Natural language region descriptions
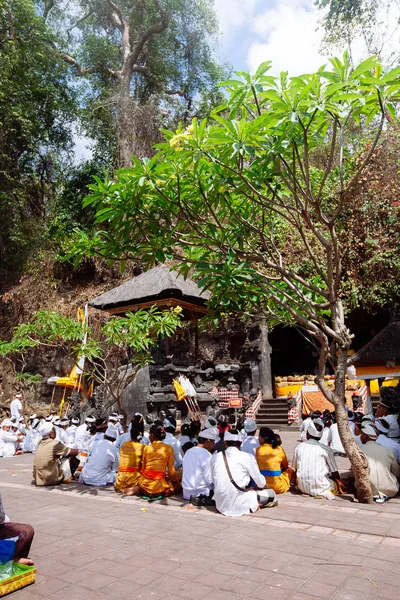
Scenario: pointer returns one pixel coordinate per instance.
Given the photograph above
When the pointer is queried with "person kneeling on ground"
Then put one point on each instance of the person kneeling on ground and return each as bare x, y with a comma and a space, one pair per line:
158, 476
272, 461
231, 472
51, 462
23, 532
130, 461
102, 465
196, 477
315, 465
383, 466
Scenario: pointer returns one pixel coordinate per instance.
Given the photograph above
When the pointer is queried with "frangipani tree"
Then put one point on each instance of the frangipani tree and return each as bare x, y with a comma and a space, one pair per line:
113, 351
251, 202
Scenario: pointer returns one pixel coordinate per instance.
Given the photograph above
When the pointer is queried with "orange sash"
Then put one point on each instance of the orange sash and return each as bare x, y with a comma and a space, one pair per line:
150, 474
128, 470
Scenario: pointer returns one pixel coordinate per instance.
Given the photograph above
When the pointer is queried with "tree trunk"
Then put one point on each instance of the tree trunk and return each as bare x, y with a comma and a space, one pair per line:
359, 465
265, 363
125, 147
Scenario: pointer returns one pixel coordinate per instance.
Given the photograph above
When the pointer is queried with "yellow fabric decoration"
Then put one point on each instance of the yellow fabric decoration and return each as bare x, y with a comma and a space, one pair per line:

* **EXERCISE**
Print the records again exactly, without the pictures.

* **ANSWER AREA**
Scenario: pointer returns one pixel coordinate per instance.
Given the photograph above
When the pointer is queried with "person kneeling on ground"
Then put one point on each instance of the person kneeling on ground and return each as bare x, y with a comma and a space, one pair per line:
158, 476
272, 461
231, 472
51, 462
23, 532
130, 461
102, 465
196, 477
315, 465
383, 466
Scenario: pointer returns one pixel coordinate per instance.
Given the photograph above
When the pointer is queried with "frangipani tree"
Then put one point on each instance of the frangipani tree and return each as bare x, y with a comma and a space, one pair per line:
113, 351
251, 202
Scenario: pointer returns one pixel coordinate per instance.
Given the photograph above
When the pointer is queried with "orange sash"
Then put one point on each instance of the orange sash and return each as bare x, y with a comma and a space, one pair per line:
150, 474
128, 470
Scenario: pointer returns one pixel coordinate per instance.
Given the photograph above
When the pointer is queried with "tree trunk"
Then put one point on each instance of the tree trunk and return each as bare x, y with a comma and a space, one pair per line:
359, 465
265, 363
125, 147
Scenario: pointer returns one pixel coordinate per instance.
Given the photograph above
When the pointer is queried with "yellow fabric decoration"
Then put one point on each instance of the yellow fabric decoration and return each as bare x, y with a comma and a space, one pair per line:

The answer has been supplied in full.